__Problems and tasks__
a) Name every CNN architecture that the hysteroscopy article below mentions.
b) In the hysteroscopy article below, how many consecutive frames must be predicted as Malignant for continuity analysis to classify a video as Malignant?
c) Please write the next part of the hysteroscopy article below, starting after its last sentence.

TL;DR: Three lightweight CNN architectures were chosen for their efficiency and suitability for real-time clinical use. Xception uses Depthwise Separable Convolutions and Inception modules. MobileNetV2 uses Inverted Residual blocks for minimal parameter count and fastest training. EfficientNetB0 uses compound scaling to optimize depth, width, and resolution simultaneously. All were built in Keras/TensorFlow on a single GTX 1080ti GPU.

4. Training Strategy: Two Dataset Variants, 144 Models, and the Continuity Analysis Method

Two training datasets (Set X and Set Y): The researchers created two versions of the training data for the "Malignant" class. Set X included all frames from hysteroscopy videos, including frames showing the cervical canal and extrauterine regions. Set Y was a curated subset that excluded those non-diagnostic frames, retaining only images of the uterine cavity and lesion sites. The rationale for comparing both was that even frames without visible lesions might contain subtle features (such as cloudy uterine luminal fluid associated with malignancy) that computers could detect but the human eye might miss.

Model generation at scale: Because neural networks produce different results even when trained with identical data and architecture (due to random weight initialization and stochastic training processes), each of the three network types was trained six times on each dataset variant, across all four cross-validation pairs. This yielded a total of 144 trained models (3 architectures x 6 iterations x 2 datasets x 4 cross-validation folds), providing a robust statistical basis for comparing performance.

Two evaluation methods: The trained models were evaluated in two ways. The first was standard image-by-image evaluation, where each individual frame received a Malignant or Others prediction. For malignant cases, 100 images clearly showing the lesion site were extracted from each patient's video. For benign and normal cases, all frames were used. The second method was the novel continuity analysis, a video-unit evaluation designed specifically for hysteroscopy. In this approach, a video was classified as "Malignant" only if 50 or more consecutive frames were predicted as Malignant.

Why continuity analysis matters: The threshold of 50 consecutive frames was determined through a pre-study analysis. Rather than choosing the threshold where malignant and benign average scores were optimally separated, the researchers deliberately set the threshold at the intersection point of the malignant and non-malignant score distributions. This conservative choice prioritizes reducing missed diagnoses (false negatives) over reducing false positives, which is the clinically appropriate trade-off when screening for cancer. A single misclassified frame should not trigger a cancer diagnosis, but sustained detection across many consecutive frames provides much stronger evidence of true malignancy.

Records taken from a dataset
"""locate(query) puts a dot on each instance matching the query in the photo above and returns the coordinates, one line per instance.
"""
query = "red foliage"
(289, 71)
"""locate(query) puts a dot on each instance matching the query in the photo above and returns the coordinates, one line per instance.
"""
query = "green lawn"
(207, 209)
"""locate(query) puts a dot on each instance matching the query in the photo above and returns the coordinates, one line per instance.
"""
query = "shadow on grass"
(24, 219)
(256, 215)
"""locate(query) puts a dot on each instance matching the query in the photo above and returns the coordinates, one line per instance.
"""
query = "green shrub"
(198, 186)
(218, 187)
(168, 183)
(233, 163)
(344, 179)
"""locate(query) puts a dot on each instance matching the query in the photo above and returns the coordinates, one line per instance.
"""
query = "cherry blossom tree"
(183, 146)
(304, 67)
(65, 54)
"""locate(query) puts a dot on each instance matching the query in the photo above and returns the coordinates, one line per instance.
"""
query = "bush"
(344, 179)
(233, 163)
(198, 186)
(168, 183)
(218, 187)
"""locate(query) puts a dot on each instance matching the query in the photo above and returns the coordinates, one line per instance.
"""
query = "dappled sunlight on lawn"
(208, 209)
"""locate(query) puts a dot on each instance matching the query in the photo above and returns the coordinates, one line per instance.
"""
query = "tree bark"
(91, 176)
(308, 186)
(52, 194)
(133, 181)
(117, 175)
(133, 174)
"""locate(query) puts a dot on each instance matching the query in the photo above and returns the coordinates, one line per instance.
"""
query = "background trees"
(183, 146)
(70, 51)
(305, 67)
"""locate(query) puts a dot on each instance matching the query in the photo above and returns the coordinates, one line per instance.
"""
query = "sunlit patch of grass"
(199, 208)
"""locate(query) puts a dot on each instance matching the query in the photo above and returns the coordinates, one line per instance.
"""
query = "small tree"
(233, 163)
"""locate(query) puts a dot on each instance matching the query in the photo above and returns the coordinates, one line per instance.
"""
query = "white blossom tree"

__Answers to each task__
a) Xception, MobileNetV2, EfficientNetB0

b) 50 or more consecutive frames.

c)
TL;DR: Two dataset variants were tested: Set X (all video frames) and Set Y (lesion-only frames). Each of 3 architectures was trained 6 times across 2 datasets and 4 cross-validation folds, yielding 144 models. A novel continuity analysis method required 50+ consecutive "Malignant" frames to classify a video as positive, reducing false positives while prioritizing sensitivity for clinical cancer screening.

5. Image-by-Image Results: Baseline Accuracy of 78.9% to 80.9%

The initial evaluation assessed how well each of the 144 models performed on individual frames. The results were grouped by dataset (Set X vs. Set Y) and by neural network architecture. The average accuracy across all models trained on Set X was 78.91%, while the average for Set Y was 80.93%, a difference of 2.01 percentage points. This confirmed that curating the training data to include only images of the uterine cavity and lesion sites (Set Y) yielded better performance than using all extracted frames indiscriminately (Set X).

Architecture comparison: The differences between the three architectures were remarkably small at the image-by-image level. The minimum average accuracy was 79.69% and the maximum was 80.16%, a spread of just 0.47 percentage points. This suggests that for this particular classification task and dataset size, the choice of architecture mattered much less than the choice of training data curation strategy. All three networks performed comparably despite their different internal structures and parameter counts.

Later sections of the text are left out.